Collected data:

★ ★ ★ ★ ★ ★ ★

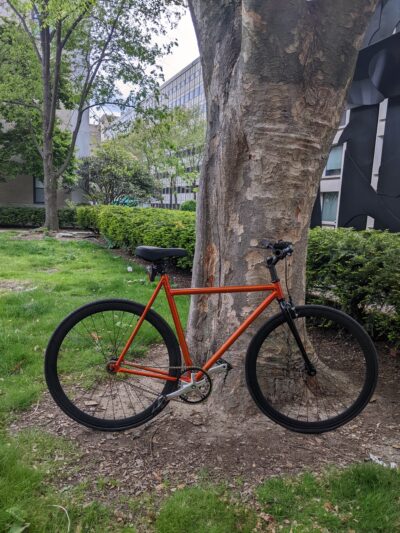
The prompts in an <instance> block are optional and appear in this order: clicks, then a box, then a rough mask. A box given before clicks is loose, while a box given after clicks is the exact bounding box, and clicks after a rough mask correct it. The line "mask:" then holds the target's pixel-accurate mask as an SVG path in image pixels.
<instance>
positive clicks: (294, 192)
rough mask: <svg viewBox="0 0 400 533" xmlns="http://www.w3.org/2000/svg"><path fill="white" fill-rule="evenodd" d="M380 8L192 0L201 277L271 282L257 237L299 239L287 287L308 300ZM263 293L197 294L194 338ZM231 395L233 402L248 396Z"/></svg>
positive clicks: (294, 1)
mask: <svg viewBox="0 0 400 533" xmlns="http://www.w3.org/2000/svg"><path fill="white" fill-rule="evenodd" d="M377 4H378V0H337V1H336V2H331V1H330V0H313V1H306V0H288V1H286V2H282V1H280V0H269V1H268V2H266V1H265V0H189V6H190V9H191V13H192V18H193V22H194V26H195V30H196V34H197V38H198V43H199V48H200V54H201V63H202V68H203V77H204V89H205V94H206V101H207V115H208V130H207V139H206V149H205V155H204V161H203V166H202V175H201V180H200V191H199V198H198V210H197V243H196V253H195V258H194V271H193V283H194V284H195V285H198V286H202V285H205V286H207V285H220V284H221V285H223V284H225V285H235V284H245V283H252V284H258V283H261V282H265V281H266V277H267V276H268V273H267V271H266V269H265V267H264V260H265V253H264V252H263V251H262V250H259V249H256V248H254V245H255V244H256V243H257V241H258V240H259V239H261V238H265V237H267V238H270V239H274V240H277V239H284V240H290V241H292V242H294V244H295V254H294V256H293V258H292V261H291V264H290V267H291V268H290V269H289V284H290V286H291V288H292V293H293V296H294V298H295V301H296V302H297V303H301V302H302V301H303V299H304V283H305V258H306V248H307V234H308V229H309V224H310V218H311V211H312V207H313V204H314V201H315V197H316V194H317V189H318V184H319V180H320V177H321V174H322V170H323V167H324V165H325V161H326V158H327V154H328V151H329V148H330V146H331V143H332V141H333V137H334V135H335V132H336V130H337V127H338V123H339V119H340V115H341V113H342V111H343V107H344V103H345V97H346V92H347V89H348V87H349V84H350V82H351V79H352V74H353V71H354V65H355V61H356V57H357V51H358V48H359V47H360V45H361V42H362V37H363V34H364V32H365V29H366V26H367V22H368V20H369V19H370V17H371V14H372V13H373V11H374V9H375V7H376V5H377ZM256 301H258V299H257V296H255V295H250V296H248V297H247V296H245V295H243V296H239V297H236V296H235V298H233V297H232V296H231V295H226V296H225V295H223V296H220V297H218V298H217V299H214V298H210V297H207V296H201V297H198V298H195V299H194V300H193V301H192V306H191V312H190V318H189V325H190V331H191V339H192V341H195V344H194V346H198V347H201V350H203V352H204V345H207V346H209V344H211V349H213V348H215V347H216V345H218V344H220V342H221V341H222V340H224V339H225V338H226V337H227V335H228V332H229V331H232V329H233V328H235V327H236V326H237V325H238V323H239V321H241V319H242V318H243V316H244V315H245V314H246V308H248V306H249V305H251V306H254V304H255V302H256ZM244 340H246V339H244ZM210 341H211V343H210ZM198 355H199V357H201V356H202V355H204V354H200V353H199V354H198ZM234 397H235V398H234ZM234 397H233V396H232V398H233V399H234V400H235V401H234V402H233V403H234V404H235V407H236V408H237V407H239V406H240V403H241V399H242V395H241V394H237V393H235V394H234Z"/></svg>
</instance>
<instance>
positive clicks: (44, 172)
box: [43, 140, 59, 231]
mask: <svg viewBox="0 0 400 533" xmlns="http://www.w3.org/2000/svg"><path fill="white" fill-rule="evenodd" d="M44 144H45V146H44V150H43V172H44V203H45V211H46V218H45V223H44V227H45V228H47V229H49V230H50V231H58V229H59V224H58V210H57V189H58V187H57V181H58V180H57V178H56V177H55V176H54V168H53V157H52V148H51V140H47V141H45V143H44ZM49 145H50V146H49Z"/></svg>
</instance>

★ ★ ★ ★ ★ ★ ★

What you need to do:
Pictures are to be left out; please print the rest of the records above word for word.

Answer to the problem:
The prompts in an <instance> block are optional and appear in this order: clicks, then a box, then a rough mask. A box given before clicks is loose, while a box given after clicks is the exact bounding box, and clicks after a rough mask correct it. The line "mask:" then holds the target's pixel-accurate mask as an SVG path in image pixels.
<instance>
positive clicks: (294, 192)
rough mask: <svg viewBox="0 0 400 533" xmlns="http://www.w3.org/2000/svg"><path fill="white" fill-rule="evenodd" d="M380 8L192 0L201 277L271 282L257 237L299 239L287 287L308 300ZM263 293L197 294L194 338ZM231 395L233 402L248 396Z"/></svg>
positive clicks: (294, 1)
mask: <svg viewBox="0 0 400 533" xmlns="http://www.w3.org/2000/svg"><path fill="white" fill-rule="evenodd" d="M377 4H378V0H337V1H336V2H331V1H330V0H313V1H306V0H288V1H286V2H282V1H280V0H269V1H268V2H266V1H265V0H189V6H190V9H191V13H192V18H193V22H194V26H195V30H196V34H197V38H198V43H199V48H200V54H201V63H202V68H203V77H204V89H205V94H206V101H207V115H208V130H207V139H206V149H205V155H204V161H203V166H202V175H201V180H200V191H199V198H198V210H197V243H196V253H195V258H194V271H193V283H194V284H195V285H198V286H202V285H205V286H207V285H220V284H221V285H223V284H225V285H235V284H245V283H252V284H258V283H261V282H265V281H266V277H267V276H268V273H267V271H266V269H265V267H264V260H265V253H264V252H263V251H262V250H259V249H256V248H254V245H255V244H256V243H257V241H258V240H259V239H261V238H265V237H267V238H270V239H274V240H277V239H284V240H290V241H292V242H294V244H295V254H294V256H293V258H292V261H291V264H290V267H291V268H290V269H289V284H290V286H291V288H292V293H293V296H294V298H295V301H296V302H297V303H301V302H302V301H303V299H304V283H305V258H306V248H307V234H308V229H309V224H310V218H311V211H312V207H313V204H314V201H315V197H316V194H317V189H318V184H319V180H320V177H321V174H322V170H323V167H324V165H325V161H326V158H327V154H328V151H329V148H330V146H331V143H332V141H333V137H334V135H335V132H336V130H337V127H338V123H339V119H340V115H341V113H342V111H343V107H344V103H345V97H346V92H347V89H348V87H349V84H350V82H351V79H352V74H353V71H354V65H355V61H356V57H357V51H358V48H359V47H360V45H361V42H362V37H363V34H364V32H365V29H366V26H367V22H368V20H369V19H370V17H371V14H372V13H373V11H374V9H375V7H376V5H377ZM256 301H258V299H257V296H255V295H250V296H248V297H247V296H245V295H243V296H239V297H236V296H235V298H233V297H232V296H231V295H226V296H225V295H223V296H220V297H218V298H217V299H214V298H210V297H207V296H201V297H198V298H195V299H194V300H193V301H192V306H191V312H190V318H189V325H190V331H191V339H192V341H195V344H194V346H198V347H201V350H203V352H204V345H207V346H209V344H211V349H213V348H215V347H216V345H218V344H220V342H221V341H222V340H224V339H225V338H226V337H227V335H228V332H229V331H232V329H233V328H235V327H236V326H237V325H238V323H239V321H241V319H242V318H243V316H244V315H245V314H246V308H248V306H249V305H251V306H254V304H255V302H256ZM244 340H246V339H244ZM210 341H211V343H210ZM198 355H199V357H201V356H202V355H204V354H200V353H199V354H198ZM234 397H235V398H234ZM234 397H233V396H232V398H233V399H234V400H235V401H234V402H233V403H234V404H235V407H236V408H237V407H239V406H240V403H241V399H242V395H241V394H237V393H235V394H234Z"/></svg>
</instance>
<instance>
positive clicks: (44, 172)
box: [43, 140, 59, 231]
mask: <svg viewBox="0 0 400 533" xmlns="http://www.w3.org/2000/svg"><path fill="white" fill-rule="evenodd" d="M44 144H45V146H44V150H43V172H44V203H45V211H46V218H45V223H44V227H45V228H47V229H49V230H50V231H58V229H59V224H58V210H57V189H58V187H57V181H58V180H57V178H56V177H55V176H54V168H53V157H52V148H51V140H47V141H45V143H44ZM49 145H50V146H49Z"/></svg>
</instance>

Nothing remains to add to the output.